*Problem details*.
Could you format every line of the material below as a numbered list, leaving out any blank lines?

(Entries in the collection)
■ ■ ■ ■

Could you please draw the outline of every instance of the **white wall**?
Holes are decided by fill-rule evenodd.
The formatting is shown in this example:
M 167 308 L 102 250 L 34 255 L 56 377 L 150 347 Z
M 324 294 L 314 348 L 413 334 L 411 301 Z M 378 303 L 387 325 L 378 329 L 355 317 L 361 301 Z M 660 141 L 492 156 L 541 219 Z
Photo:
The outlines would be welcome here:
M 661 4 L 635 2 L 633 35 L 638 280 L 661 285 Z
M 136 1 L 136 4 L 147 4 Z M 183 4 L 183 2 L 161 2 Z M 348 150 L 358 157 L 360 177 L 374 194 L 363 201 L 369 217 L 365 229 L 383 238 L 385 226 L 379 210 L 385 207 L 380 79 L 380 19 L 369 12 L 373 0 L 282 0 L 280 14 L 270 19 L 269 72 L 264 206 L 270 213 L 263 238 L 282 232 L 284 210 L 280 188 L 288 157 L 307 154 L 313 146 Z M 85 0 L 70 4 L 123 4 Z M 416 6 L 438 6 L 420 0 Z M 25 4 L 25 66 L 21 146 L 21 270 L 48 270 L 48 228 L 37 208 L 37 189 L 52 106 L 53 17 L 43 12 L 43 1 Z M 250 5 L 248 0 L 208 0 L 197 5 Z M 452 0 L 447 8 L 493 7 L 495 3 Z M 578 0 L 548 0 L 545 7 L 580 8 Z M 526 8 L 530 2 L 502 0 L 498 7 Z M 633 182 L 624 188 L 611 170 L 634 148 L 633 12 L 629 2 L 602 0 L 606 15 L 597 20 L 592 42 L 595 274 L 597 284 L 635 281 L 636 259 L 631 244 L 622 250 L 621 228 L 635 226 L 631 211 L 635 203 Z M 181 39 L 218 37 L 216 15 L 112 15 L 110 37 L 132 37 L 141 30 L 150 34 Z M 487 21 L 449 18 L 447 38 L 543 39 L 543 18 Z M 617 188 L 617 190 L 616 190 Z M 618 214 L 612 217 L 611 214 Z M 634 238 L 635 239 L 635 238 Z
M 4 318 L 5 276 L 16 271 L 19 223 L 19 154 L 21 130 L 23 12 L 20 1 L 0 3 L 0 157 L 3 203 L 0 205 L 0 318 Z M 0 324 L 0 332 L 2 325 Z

■ ■ ■ ■

*Solution*.
1. Could you please draw the outline of every instance of the **white wall**?
2. Holes are decided by fill-rule evenodd.
3. The formatting is shown in this example:
4. M 167 308 L 102 250 L 34 255 L 56 377 L 150 347 Z
5. M 324 294 L 314 348 L 413 334 L 411 301 Z M 378 303 L 387 325 L 378 329 L 355 317 L 361 301 Z M 660 141 L 492 156 L 541 219 Z
6. Photo:
7. The outlines would be welcome here:
8. M 661 4 L 635 2 L 633 35 L 638 280 L 661 285 Z
9. M 136 1 L 136 4 L 147 4 Z M 183 4 L 183 2 L 161 2 Z M 348 150 L 358 157 L 360 177 L 374 194 L 363 201 L 369 217 L 365 229 L 383 238 L 385 226 L 379 210 L 385 207 L 380 79 L 380 19 L 369 12 L 373 0 L 282 0 L 280 14 L 270 19 L 269 72 L 264 206 L 270 213 L 263 238 L 282 232 L 284 210 L 280 188 L 288 157 L 307 154 L 313 146 Z M 85 0 L 70 4 L 123 4 Z M 416 6 L 438 6 L 420 0 Z M 25 4 L 25 66 L 21 146 L 21 270 L 48 270 L 48 228 L 37 208 L 37 189 L 52 106 L 53 17 L 43 12 L 43 1 Z M 250 5 L 248 0 L 208 0 L 197 5 Z M 452 0 L 447 8 L 493 7 L 495 3 Z M 578 0 L 548 0 L 545 7 L 580 8 Z M 526 8 L 530 2 L 502 0 L 498 7 Z M 633 182 L 624 188 L 611 170 L 634 148 L 633 12 L 629 2 L 602 0 L 606 15 L 597 20 L 592 42 L 595 274 L 597 284 L 635 281 L 636 259 L 631 244 L 622 250 L 621 228 L 635 226 L 631 211 L 635 203 Z M 181 39 L 218 37 L 216 15 L 112 15 L 110 37 L 132 37 L 141 30 L 150 34 Z M 487 21 L 449 18 L 447 38 L 543 39 L 543 18 Z M 617 188 L 617 190 L 616 190 Z M 618 214 L 612 217 L 611 214 Z M 634 238 L 635 239 L 635 238 Z
10. M 4 318 L 5 276 L 16 271 L 19 223 L 19 154 L 21 130 L 23 12 L 20 1 L 0 3 L 0 157 L 3 203 L 0 205 L 0 318 Z M 0 324 L 0 332 L 2 325 Z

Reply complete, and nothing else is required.